Image-grounded pointing data:
BEGIN

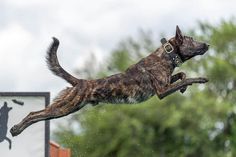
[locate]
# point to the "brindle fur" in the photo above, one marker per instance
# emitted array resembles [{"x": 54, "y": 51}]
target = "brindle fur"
[{"x": 151, "y": 75}]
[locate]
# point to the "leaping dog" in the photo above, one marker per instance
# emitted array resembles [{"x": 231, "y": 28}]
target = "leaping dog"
[{"x": 151, "y": 75}]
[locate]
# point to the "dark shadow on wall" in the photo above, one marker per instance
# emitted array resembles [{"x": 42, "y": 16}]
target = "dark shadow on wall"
[{"x": 4, "y": 112}]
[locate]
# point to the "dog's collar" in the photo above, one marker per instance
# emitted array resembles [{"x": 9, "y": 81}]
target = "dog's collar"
[{"x": 169, "y": 49}]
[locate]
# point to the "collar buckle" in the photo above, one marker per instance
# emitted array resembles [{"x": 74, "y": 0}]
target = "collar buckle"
[{"x": 167, "y": 46}]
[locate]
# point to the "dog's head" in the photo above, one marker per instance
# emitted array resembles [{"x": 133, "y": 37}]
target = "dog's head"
[{"x": 187, "y": 47}]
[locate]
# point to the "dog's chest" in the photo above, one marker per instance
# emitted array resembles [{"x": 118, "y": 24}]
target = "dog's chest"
[{"x": 123, "y": 89}]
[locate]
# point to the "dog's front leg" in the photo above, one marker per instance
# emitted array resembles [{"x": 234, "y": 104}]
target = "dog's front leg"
[
  {"x": 179, "y": 76},
  {"x": 163, "y": 92}
]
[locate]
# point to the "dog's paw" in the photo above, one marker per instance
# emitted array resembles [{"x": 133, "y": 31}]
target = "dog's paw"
[{"x": 203, "y": 80}]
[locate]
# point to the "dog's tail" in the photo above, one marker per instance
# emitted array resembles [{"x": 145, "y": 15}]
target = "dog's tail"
[{"x": 55, "y": 67}]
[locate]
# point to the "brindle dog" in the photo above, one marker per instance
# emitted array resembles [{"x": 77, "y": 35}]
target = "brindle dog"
[{"x": 151, "y": 75}]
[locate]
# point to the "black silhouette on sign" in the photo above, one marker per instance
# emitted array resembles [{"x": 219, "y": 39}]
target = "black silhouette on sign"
[
  {"x": 18, "y": 102},
  {"x": 4, "y": 111}
]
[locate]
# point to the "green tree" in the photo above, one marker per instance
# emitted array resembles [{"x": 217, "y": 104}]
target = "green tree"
[{"x": 199, "y": 123}]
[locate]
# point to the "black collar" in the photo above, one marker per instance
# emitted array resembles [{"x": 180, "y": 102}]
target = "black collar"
[{"x": 169, "y": 49}]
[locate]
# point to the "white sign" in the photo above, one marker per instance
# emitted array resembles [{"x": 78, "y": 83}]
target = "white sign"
[{"x": 34, "y": 140}]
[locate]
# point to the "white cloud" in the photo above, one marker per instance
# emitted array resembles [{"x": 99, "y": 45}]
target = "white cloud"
[{"x": 84, "y": 27}]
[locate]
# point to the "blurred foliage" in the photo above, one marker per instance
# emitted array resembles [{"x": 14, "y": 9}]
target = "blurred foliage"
[{"x": 200, "y": 122}]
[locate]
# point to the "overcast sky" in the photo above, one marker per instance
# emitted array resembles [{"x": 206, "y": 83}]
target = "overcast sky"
[{"x": 85, "y": 26}]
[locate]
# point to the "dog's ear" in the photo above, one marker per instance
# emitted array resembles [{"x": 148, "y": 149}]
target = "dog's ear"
[{"x": 178, "y": 36}]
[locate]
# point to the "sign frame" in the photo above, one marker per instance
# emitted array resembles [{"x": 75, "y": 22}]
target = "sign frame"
[{"x": 46, "y": 95}]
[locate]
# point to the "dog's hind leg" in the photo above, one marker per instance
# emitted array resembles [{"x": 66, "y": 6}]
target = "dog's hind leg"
[
  {"x": 70, "y": 100},
  {"x": 9, "y": 141}
]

END

- WHAT IS EXPECTED -
Print all the entries again exactly as written, but without the pictures.

- RESULT OF THIS TASK -
[locate]
# point to the "brindle fur" in the photo above, one marker per instance
# emitted array resembles [{"x": 54, "y": 51}]
target = "brindle fur"
[{"x": 151, "y": 75}]
[locate]
# point to the "leaping dog" in the photo above, one marker per instance
# emitted array resembles [{"x": 231, "y": 28}]
target = "leaping dog"
[{"x": 151, "y": 75}]
[locate]
# point to the "dark shadow on wall" in the photo above, one marker per instance
# emitted array resembles [{"x": 42, "y": 16}]
target = "dark shadow on wall"
[{"x": 4, "y": 112}]
[locate]
# point to the "dog's collar" in the photo above, one marker per instance
# emitted array resembles [{"x": 9, "y": 81}]
target = "dog's collar"
[{"x": 169, "y": 49}]
[locate]
# point to the "collar buckle" in the photo above, one marker per instance
# emitted array resembles [{"x": 74, "y": 0}]
target = "collar buckle"
[{"x": 167, "y": 46}]
[locate]
# point to the "dog's head" in the photo above, one marker per instance
# emitted array resembles [{"x": 133, "y": 37}]
target = "dog's head"
[{"x": 187, "y": 47}]
[locate]
# point to the "dog's chest" in the photo above, one marker per instance
# emitted array resembles [{"x": 118, "y": 24}]
target = "dog's chest"
[{"x": 123, "y": 89}]
[locate]
# point to the "dog's front leg" in the photo above, one marker per instance
# emitted array resembles [{"x": 234, "y": 104}]
target = "dog's front leg"
[
  {"x": 179, "y": 76},
  {"x": 163, "y": 92}
]
[locate]
# point to the "dog's paw" in the photo above, one marker per instance
# emitted array resembles [{"x": 133, "y": 31}]
target = "dog's paw"
[{"x": 203, "y": 80}]
[locate]
# point to the "dog's tail" in the photo above, one marker per instance
# emitted array resembles [{"x": 145, "y": 15}]
target = "dog's tail"
[{"x": 55, "y": 67}]
[locate]
# point to the "brindle dog" in the photo above, one marker per instance
# emitted array resembles [{"x": 77, "y": 35}]
target = "brindle dog"
[{"x": 151, "y": 75}]
[locate]
# point to the "black silhouette on sign" in the photo above, one marker per instance
# emitted array resembles [{"x": 219, "y": 39}]
target = "black silhouette on sign"
[
  {"x": 18, "y": 102},
  {"x": 4, "y": 111}
]
[locate]
# point to the "green tree" in the photo above, one marker per instance
# emitted array resembles [{"x": 217, "y": 104}]
target = "green tree"
[{"x": 199, "y": 123}]
[locate]
# point to the "black collar" in the photo above, one marker per instance
# emitted array resembles [{"x": 180, "y": 102}]
target = "black collar"
[{"x": 169, "y": 49}]
[locate]
# point to the "white sign" in the photo above, one marker per instance
# emitted array resembles [{"x": 78, "y": 83}]
target = "white sign"
[{"x": 34, "y": 140}]
[locate]
# point to the "white cloud" in the photo above, one marker per instance
# emitted array resembles [{"x": 99, "y": 45}]
target = "white cloud"
[{"x": 84, "y": 27}]
[locate]
# point to the "blurred foliage" in the photo above, one marker per instance
# emitted array resembles [{"x": 14, "y": 9}]
target = "blurred foliage"
[{"x": 200, "y": 122}]
[locate]
# point to the "overcast sky" in the photo above, one marker per instance
# emitted array resembles [{"x": 206, "y": 83}]
target = "overcast sky"
[{"x": 85, "y": 26}]
[locate]
# point to the "dog's ear" in the photo above, one marker per instance
# emitted array resembles [{"x": 148, "y": 149}]
target = "dog's ear"
[{"x": 178, "y": 36}]
[locate]
# point to the "sign frame" in the photo above, one marker per instance
# emitted array resembles [{"x": 75, "y": 22}]
target = "sign frame"
[{"x": 46, "y": 95}]
[locate]
# point to the "dog's hind leg" in the photo above, one marker per instance
# emitted array resembles [{"x": 66, "y": 6}]
target = "dog's hind leg"
[
  {"x": 70, "y": 100},
  {"x": 9, "y": 141}
]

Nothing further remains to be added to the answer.